### Exercise
Read the data and repeat all of it exactly.

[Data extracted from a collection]
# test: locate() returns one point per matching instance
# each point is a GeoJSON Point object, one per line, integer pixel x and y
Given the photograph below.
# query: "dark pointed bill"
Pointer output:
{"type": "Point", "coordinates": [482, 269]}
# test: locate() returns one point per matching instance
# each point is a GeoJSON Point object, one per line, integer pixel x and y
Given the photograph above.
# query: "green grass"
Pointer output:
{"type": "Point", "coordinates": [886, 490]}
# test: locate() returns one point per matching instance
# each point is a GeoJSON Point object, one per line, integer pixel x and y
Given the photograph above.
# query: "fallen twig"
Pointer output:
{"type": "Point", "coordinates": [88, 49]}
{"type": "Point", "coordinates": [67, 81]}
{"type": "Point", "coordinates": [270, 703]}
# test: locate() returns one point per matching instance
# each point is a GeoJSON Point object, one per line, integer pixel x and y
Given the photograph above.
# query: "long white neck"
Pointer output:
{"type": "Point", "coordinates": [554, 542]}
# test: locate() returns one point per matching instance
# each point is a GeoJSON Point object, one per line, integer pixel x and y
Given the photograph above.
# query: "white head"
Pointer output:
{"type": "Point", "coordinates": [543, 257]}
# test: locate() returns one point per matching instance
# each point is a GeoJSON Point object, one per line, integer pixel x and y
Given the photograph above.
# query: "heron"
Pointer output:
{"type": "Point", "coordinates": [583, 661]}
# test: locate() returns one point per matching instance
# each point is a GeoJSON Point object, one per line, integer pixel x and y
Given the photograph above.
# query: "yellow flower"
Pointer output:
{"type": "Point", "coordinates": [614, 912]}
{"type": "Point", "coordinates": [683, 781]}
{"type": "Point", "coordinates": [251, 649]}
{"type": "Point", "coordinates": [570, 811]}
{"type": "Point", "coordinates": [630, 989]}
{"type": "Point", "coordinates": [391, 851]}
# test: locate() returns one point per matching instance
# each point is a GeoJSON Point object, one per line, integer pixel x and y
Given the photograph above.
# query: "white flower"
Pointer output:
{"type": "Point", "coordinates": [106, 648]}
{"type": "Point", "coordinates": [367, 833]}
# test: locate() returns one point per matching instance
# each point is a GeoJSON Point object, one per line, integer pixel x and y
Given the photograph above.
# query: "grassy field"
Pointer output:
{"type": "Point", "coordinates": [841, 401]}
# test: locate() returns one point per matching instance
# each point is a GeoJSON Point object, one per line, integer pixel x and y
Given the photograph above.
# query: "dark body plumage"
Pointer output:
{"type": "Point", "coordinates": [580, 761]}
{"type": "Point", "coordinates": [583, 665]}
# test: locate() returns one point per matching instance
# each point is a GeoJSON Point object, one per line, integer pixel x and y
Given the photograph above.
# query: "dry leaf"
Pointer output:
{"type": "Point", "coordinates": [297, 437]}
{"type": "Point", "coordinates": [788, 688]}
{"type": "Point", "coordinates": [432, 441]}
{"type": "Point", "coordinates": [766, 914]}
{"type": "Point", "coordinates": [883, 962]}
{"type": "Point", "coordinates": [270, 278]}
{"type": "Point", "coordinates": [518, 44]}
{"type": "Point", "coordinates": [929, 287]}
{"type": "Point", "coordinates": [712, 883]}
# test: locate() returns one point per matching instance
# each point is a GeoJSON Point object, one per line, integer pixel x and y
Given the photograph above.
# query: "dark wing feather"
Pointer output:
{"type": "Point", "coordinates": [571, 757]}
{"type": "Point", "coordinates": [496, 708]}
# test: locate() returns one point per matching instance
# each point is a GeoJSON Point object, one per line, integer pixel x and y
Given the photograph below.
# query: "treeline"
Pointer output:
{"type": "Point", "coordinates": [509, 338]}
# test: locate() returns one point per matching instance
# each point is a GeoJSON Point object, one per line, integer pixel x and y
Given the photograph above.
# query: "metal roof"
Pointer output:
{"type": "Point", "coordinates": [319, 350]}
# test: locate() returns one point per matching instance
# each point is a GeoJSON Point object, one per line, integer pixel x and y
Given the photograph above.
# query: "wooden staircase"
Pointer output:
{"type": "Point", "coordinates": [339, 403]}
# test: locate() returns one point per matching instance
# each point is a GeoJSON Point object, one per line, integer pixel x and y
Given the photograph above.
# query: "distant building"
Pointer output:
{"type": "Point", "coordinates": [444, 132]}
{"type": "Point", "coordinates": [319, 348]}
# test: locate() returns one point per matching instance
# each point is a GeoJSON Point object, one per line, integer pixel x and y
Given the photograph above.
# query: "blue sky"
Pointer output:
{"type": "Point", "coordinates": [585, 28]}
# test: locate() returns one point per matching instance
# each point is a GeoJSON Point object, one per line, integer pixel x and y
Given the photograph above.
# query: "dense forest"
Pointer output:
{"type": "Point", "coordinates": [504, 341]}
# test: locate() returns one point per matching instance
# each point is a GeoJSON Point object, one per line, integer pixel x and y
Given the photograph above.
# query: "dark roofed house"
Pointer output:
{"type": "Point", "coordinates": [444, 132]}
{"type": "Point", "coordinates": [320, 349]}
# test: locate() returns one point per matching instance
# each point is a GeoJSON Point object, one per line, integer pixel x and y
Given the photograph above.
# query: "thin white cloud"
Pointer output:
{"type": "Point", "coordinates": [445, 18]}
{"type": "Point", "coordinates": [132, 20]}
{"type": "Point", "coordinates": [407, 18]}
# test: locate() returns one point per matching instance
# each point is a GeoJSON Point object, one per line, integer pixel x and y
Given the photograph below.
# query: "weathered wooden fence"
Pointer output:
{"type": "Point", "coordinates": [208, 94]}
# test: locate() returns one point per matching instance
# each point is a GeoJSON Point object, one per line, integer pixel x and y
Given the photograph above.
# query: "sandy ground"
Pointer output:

### Finished exercise
# test: locate() returns one point per matching instance
# each point is a GeoJSON Point object, one per line, integer pixel x and y
Given the photograph below.
# query: "dark pointed bill"
Pointer output:
{"type": "Point", "coordinates": [482, 269]}
# test: locate() returns one point per matching instance
# each point is a GeoJSON Point object, one per line, integer pixel x and y
Given the photograph above.
# query: "green grass"
Pointer output:
{"type": "Point", "coordinates": [886, 490]}
# test: locate() returns one point per matching instance
# each point is a GeoJSON Point object, one per line, integer pixel x and y
Given the photograph above.
# query: "fallen twig"
Pointer output:
{"type": "Point", "coordinates": [88, 49]}
{"type": "Point", "coordinates": [67, 81]}
{"type": "Point", "coordinates": [270, 703]}
# test: locate() returns one point per matching instance
# each point is a GeoJSON Point object, one per line, integer pixel x and y
Given the photograph above.
# query: "long white neck"
Pointer output:
{"type": "Point", "coordinates": [554, 542]}
# test: locate() returns one point per matching instance
# each point is a GeoJSON Point object, one per line, integer pixel x and y
Given the photograph above.
# query: "white head"
Pointer output:
{"type": "Point", "coordinates": [543, 257]}
# test: locate() returns one point per matching instance
# each point is a GeoJSON Point object, one per line, integer pixel x and y
Given the photograph above.
# query: "heron"
Pointer output:
{"type": "Point", "coordinates": [583, 661]}
# test: locate() returns one point per matching instance
# each point is a GeoJSON Point object, one per line, integer pixel x and y
Given the photograph above.
# query: "yellow flower"
Pointer output:
{"type": "Point", "coordinates": [614, 912]}
{"type": "Point", "coordinates": [683, 781]}
{"type": "Point", "coordinates": [251, 649]}
{"type": "Point", "coordinates": [570, 811]}
{"type": "Point", "coordinates": [630, 989]}
{"type": "Point", "coordinates": [391, 851]}
# test: locate() returns one point per matching instance
# each point is a GeoJSON Point object, one per line, integer pixel x and y
Given the photograph above.
# query: "white flower"
Pointer output:
{"type": "Point", "coordinates": [106, 648]}
{"type": "Point", "coordinates": [367, 833]}
# test: locate() returns one point per matching instance
# each point is a GeoJSON Point object, one per line, integer pixel x and y
Given the photograph above.
# query: "grassy field"
Pointer output:
{"type": "Point", "coordinates": [841, 401]}
# test: locate() returns one point per matching instance
# each point is a GeoJSON Point object, one per line, integer pixel x and y
Given the photograph above.
# query: "dark body plumage"
Pointer output:
{"type": "Point", "coordinates": [580, 761]}
{"type": "Point", "coordinates": [583, 665]}
# test: locate() returns one point per matching instance
# each point is a GeoJSON Point object, one per line, integer pixel x and y
Given the photograph above.
# query: "dry leaf"
Pointer output:
{"type": "Point", "coordinates": [297, 437]}
{"type": "Point", "coordinates": [788, 688]}
{"type": "Point", "coordinates": [432, 441]}
{"type": "Point", "coordinates": [766, 914]}
{"type": "Point", "coordinates": [883, 962]}
{"type": "Point", "coordinates": [270, 278]}
{"type": "Point", "coordinates": [518, 44]}
{"type": "Point", "coordinates": [929, 287]}
{"type": "Point", "coordinates": [712, 883]}
# test: locate() returns one point per matching instance
# each point is a GeoJSON Point object, one per line, integer pixel x and y
Given the photograph above.
# query: "dark wing feather"
Pointer output:
{"type": "Point", "coordinates": [571, 757]}
{"type": "Point", "coordinates": [496, 708]}
# test: locate() returns one point per matching instance
# each point is a GeoJSON Point object, one per line, integer pixel x and y
Given the photograph below.
# query: "treeline"
Pointer output:
{"type": "Point", "coordinates": [509, 338]}
# test: locate() returns one point per matching instance
# each point is a GeoJSON Point object, one per line, integer pixel x and y
Given the photograph above.
# query: "metal roof"
Pointer output:
{"type": "Point", "coordinates": [319, 350]}
# test: locate() returns one point per matching instance
# each point is a GeoJSON Point object, one per line, integer pixel x and y
Given the photograph above.
# query: "wooden staircase"
Pointer output:
{"type": "Point", "coordinates": [339, 403]}
# test: locate() returns one point per matching instance
# each point is a GeoJSON Point object, one per line, integer pixel x and y
Given the photograph above.
# query: "distant building"
Pointer output:
{"type": "Point", "coordinates": [444, 132]}
{"type": "Point", "coordinates": [319, 348]}
# test: locate() returns one point per matching instance
# each point is a GeoJSON Point object, one per line, integer pixel x and y
Given the photograph above.
# query: "blue sky"
Pointer output:
{"type": "Point", "coordinates": [585, 28]}
# test: locate() returns one point per matching instance
# each point is a GeoJSON Point object, one per line, integer pixel x and y
Given the photograph above.
# query: "dense forest"
Pointer output:
{"type": "Point", "coordinates": [504, 341]}
# test: locate() returns one point per matching instance
# each point is a GeoJSON Point object, one per line, integer pixel x and y
Given the photograph above.
# query: "dark roofed house"
Pointer output:
{"type": "Point", "coordinates": [444, 132]}
{"type": "Point", "coordinates": [320, 349]}
# test: locate() returns one point per matching instance
# each point is a GeoJSON Point object, one per line, integer pixel x and y
Given the photograph above.
# query: "thin white cloud"
Pointer output:
{"type": "Point", "coordinates": [445, 18]}
{"type": "Point", "coordinates": [132, 20]}
{"type": "Point", "coordinates": [407, 18]}
# test: locate() returns one point per matching instance
# each point is a GeoJSON Point object, one per line, integer pixel x and y
Given the photograph below.
# query: "weathered wooden fence"
Pointer output:
{"type": "Point", "coordinates": [208, 94]}
# test: locate() returns one point per matching instance
# each point is a GeoJSON Point object, one per line, integer pixel x and y
Given the photograph above.
# query: "sandy ground"
Pointer output:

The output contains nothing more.